PROBLEM DETAILS =
Please go through the material below and keep only the lines that contain the word "doctor". Case counts.

- - -

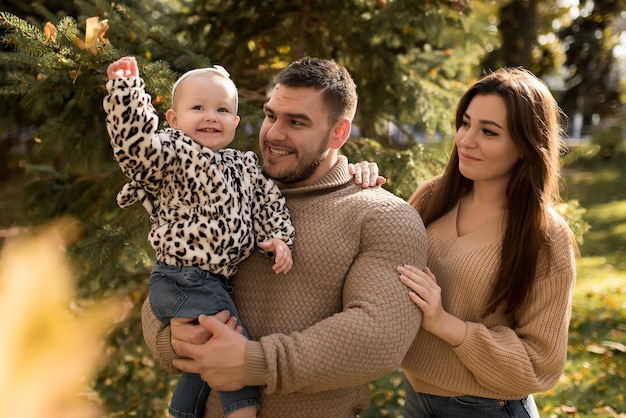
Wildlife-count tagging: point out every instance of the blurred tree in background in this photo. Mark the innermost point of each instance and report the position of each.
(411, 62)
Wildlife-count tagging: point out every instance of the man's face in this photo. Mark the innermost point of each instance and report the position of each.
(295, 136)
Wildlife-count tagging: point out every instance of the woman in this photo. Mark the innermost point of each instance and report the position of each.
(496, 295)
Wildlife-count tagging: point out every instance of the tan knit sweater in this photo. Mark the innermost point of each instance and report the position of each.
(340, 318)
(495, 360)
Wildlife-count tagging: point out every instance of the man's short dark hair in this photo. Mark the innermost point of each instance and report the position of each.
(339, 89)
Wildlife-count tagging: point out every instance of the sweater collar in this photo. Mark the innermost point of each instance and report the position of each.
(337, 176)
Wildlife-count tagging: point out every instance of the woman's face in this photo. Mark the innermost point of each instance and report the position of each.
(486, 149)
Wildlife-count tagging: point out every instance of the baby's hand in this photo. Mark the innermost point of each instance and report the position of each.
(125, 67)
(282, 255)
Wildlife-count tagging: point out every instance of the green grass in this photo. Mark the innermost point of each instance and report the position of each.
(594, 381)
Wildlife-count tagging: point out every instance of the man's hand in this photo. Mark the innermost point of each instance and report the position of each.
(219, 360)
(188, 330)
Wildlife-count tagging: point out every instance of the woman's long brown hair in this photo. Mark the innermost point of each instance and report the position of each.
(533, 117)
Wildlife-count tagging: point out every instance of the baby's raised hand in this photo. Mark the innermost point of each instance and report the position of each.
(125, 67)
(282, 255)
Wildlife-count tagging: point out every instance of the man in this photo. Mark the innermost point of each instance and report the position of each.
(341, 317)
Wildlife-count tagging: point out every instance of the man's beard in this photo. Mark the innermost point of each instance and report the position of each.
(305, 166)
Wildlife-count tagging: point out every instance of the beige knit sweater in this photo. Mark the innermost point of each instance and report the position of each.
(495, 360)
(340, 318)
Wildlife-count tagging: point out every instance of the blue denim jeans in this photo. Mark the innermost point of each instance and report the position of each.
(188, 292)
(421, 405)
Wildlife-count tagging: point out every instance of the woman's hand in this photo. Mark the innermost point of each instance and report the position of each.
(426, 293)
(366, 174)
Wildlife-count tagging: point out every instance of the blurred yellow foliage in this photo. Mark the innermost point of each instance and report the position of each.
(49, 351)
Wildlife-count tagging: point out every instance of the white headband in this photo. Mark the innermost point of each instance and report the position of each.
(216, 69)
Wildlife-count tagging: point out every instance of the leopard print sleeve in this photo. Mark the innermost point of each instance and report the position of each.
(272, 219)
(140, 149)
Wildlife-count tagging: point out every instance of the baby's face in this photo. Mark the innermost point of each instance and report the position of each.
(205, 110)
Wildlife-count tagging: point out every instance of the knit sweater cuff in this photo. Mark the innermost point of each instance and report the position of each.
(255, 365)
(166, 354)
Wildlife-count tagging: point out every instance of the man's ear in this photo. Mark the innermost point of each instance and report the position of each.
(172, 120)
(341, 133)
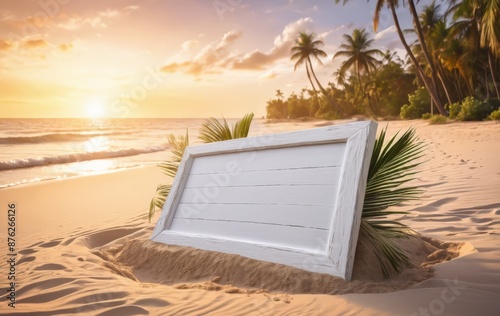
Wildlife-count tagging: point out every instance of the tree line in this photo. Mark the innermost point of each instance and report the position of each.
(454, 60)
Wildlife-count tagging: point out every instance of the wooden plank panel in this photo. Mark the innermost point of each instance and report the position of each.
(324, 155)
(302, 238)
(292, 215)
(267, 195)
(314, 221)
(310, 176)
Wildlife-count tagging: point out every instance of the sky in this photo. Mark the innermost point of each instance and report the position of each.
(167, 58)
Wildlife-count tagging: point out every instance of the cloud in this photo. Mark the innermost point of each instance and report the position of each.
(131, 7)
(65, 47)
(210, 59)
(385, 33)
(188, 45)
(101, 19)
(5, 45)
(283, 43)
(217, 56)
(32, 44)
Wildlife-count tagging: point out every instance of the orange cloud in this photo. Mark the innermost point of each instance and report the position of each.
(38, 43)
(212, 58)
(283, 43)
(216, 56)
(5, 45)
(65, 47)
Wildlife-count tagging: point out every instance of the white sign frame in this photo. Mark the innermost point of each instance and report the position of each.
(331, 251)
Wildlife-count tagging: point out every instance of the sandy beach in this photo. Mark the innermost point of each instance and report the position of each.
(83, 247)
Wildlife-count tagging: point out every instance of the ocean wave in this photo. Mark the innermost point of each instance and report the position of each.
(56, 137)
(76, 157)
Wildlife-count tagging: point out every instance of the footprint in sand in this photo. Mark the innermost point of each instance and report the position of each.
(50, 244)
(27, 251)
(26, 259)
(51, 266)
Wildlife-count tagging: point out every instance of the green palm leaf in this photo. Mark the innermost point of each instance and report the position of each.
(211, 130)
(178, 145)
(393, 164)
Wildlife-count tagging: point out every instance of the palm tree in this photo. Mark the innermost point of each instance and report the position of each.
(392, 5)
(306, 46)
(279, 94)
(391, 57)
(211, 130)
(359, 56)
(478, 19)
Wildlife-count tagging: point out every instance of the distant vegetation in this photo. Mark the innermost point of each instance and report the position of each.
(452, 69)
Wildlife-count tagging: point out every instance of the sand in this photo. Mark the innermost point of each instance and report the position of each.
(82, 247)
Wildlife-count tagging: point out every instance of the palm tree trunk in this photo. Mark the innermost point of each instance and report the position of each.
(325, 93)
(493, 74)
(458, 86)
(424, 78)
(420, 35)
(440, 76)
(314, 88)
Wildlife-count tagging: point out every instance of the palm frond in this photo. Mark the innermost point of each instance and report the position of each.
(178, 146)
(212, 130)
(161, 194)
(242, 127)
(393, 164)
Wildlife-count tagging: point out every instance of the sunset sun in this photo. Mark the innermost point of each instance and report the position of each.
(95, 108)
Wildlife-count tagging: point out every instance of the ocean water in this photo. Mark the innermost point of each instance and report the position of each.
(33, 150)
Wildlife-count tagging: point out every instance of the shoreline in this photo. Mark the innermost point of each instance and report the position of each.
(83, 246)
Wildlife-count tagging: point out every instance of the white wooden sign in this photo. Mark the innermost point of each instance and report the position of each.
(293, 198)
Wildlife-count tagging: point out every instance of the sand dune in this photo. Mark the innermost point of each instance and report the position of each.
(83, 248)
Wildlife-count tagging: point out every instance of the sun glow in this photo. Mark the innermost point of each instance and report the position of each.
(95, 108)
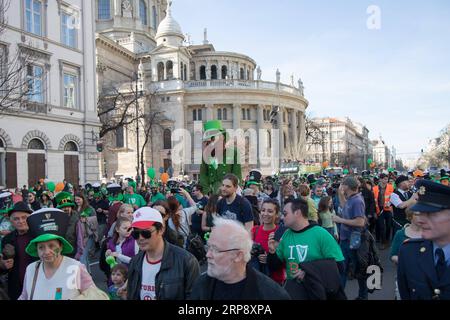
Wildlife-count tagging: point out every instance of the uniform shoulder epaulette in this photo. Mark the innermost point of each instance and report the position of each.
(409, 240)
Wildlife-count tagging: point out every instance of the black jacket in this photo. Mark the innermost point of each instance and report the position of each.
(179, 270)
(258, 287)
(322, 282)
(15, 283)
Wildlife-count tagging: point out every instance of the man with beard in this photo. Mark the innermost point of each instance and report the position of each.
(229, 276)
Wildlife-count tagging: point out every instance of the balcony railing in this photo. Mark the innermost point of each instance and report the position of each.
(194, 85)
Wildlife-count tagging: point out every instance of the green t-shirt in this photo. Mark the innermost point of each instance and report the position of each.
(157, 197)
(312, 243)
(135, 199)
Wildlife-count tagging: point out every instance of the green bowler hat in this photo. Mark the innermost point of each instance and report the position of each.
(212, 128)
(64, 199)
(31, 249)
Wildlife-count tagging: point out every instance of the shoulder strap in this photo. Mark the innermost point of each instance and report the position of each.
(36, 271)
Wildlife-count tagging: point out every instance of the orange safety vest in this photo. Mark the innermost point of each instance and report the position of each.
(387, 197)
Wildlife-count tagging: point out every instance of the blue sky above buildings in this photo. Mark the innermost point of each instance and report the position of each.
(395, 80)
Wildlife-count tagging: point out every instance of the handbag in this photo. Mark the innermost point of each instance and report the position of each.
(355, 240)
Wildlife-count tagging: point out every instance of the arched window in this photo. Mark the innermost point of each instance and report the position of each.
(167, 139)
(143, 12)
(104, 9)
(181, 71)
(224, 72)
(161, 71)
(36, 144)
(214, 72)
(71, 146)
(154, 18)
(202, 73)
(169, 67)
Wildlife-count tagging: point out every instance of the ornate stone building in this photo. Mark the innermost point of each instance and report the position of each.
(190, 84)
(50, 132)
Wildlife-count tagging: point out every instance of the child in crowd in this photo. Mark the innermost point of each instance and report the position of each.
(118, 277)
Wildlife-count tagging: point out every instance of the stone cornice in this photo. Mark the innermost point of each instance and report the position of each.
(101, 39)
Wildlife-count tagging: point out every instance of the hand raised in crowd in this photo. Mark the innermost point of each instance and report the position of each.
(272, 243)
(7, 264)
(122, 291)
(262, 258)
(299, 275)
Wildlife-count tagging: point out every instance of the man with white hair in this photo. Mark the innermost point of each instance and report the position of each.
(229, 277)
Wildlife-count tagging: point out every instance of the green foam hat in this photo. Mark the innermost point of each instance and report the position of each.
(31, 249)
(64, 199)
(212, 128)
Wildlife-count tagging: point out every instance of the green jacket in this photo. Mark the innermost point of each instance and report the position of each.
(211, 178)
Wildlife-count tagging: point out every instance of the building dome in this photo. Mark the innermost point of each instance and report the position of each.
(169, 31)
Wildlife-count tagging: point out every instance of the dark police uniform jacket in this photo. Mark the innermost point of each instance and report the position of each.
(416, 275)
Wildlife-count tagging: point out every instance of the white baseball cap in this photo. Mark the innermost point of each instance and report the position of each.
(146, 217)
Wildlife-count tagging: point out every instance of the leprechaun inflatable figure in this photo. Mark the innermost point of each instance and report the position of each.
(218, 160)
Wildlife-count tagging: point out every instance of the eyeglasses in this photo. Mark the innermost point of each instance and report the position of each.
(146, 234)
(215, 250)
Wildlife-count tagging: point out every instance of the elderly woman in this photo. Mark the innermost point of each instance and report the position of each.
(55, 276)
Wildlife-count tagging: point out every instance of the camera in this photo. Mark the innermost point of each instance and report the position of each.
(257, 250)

- - -

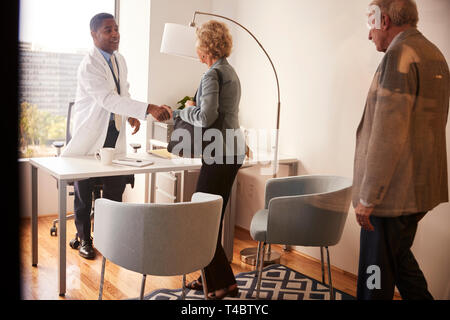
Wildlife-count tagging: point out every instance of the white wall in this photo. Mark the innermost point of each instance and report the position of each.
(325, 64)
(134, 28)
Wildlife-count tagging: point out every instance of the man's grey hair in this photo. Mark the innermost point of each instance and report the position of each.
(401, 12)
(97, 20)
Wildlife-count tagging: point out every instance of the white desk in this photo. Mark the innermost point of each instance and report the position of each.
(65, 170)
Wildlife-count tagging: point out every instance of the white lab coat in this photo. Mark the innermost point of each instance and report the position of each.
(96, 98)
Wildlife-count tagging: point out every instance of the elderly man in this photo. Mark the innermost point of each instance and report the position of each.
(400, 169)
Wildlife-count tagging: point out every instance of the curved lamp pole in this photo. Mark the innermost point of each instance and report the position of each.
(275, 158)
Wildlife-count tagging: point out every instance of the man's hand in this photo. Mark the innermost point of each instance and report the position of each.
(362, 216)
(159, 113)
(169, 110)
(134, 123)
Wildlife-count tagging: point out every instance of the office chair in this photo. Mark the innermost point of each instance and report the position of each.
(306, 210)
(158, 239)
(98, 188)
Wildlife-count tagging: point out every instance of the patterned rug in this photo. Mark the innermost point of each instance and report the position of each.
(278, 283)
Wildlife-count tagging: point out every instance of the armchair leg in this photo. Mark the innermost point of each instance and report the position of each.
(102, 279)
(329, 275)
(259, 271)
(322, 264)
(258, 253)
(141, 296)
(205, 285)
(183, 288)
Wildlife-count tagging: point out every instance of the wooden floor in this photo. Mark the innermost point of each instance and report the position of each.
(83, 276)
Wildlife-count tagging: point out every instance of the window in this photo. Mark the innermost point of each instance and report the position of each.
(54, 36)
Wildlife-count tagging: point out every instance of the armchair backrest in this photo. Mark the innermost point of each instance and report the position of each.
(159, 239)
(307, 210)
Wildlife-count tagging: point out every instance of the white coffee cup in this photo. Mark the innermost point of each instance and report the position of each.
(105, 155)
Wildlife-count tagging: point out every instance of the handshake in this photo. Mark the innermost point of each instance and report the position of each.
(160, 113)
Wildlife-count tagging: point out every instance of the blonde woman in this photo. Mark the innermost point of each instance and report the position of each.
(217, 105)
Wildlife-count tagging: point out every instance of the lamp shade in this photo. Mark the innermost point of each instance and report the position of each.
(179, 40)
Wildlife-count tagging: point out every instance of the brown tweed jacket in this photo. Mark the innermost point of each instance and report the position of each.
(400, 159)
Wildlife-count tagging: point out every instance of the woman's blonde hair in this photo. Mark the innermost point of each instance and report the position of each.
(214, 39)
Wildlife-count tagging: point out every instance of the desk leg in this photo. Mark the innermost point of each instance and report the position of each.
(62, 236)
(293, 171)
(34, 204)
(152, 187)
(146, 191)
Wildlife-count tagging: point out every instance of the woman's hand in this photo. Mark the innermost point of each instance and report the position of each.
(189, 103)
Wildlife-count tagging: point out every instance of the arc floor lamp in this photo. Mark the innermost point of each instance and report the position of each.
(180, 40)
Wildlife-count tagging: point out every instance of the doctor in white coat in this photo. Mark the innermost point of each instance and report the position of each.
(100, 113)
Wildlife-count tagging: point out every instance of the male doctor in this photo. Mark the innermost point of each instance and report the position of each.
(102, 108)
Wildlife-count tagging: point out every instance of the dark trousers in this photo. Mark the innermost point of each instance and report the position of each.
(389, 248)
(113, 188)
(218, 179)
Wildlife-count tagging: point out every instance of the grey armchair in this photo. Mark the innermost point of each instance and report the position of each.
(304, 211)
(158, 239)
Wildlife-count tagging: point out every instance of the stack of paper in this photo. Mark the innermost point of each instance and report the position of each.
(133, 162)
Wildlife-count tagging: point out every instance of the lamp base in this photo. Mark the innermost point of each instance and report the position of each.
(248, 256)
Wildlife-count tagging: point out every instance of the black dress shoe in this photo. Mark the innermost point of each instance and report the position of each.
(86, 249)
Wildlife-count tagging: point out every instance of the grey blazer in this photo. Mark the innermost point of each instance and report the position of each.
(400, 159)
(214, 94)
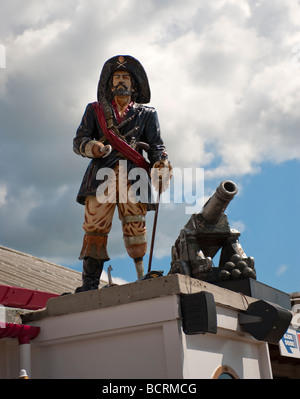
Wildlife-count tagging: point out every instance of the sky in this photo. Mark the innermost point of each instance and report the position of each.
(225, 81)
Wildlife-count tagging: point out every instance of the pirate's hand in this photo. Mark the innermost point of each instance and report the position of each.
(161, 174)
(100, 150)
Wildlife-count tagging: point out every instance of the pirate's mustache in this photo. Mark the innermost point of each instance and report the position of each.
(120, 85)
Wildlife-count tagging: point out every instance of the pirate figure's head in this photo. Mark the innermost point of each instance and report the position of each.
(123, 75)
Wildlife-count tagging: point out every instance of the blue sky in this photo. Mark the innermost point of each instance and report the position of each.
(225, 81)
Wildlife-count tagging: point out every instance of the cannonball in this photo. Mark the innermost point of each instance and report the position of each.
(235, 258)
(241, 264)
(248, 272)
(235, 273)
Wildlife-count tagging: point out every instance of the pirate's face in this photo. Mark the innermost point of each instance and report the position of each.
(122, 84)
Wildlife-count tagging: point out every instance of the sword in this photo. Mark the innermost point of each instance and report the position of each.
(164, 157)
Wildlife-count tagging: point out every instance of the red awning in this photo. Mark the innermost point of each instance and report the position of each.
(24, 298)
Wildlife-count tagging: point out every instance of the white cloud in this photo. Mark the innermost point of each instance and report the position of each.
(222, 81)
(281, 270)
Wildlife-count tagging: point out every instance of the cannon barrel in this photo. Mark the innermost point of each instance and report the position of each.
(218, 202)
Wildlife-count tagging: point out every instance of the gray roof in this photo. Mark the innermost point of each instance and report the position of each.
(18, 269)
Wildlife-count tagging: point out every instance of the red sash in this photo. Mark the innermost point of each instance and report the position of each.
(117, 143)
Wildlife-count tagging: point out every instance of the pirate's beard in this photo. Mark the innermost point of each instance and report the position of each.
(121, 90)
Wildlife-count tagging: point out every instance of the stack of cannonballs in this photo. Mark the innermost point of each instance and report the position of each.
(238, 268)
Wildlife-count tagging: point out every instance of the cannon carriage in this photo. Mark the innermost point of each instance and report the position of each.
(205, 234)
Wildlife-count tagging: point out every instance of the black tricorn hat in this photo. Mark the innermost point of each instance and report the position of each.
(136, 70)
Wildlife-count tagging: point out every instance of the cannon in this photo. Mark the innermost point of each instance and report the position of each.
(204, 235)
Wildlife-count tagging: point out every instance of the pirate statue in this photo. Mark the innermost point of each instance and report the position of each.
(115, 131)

- - -

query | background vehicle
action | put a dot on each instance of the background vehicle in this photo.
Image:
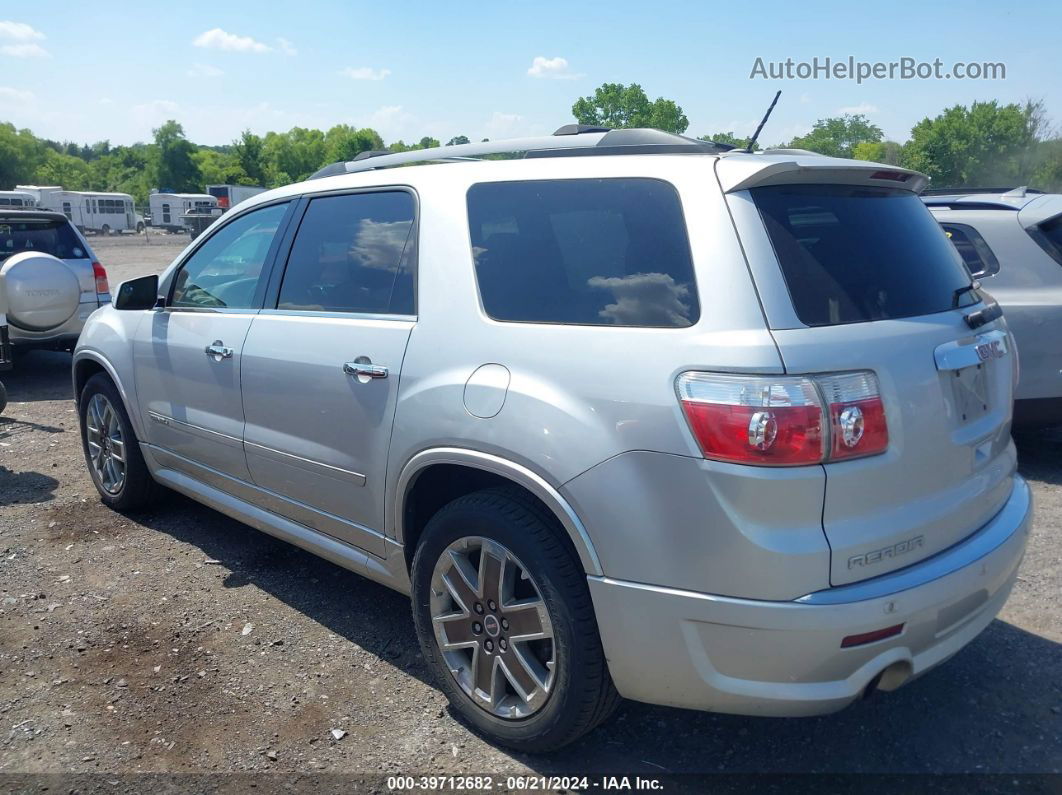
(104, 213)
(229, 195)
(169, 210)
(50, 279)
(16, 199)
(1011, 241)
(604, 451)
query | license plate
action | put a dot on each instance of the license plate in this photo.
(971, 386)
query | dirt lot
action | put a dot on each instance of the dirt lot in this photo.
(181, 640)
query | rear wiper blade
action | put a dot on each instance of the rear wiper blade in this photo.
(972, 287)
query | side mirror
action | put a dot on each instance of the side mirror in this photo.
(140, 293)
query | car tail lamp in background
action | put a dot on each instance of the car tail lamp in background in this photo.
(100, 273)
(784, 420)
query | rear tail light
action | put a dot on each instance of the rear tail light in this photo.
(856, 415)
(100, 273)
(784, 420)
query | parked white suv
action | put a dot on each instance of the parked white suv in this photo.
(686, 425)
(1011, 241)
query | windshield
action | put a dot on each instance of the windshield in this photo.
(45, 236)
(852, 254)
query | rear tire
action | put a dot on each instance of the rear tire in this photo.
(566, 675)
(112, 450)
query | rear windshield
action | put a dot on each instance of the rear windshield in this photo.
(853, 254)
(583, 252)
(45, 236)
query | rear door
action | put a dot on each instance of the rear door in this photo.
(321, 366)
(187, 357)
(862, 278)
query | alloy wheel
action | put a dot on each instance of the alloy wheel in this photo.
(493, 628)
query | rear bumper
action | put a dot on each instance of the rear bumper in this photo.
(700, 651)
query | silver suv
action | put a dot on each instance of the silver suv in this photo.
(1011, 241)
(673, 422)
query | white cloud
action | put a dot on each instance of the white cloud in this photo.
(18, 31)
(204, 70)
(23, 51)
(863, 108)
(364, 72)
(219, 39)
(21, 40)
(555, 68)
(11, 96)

- - -

RESULT OF THE EXERCISE =
Wildlife-count tagging: point out every instance of the doctor in white coat in this photo. Mark the innermost point of each instance and report the position of each.
Wildlife-count tagging: point out every instance of the male doctor in this photo. Mark the innermost point of each instance and report the position of each.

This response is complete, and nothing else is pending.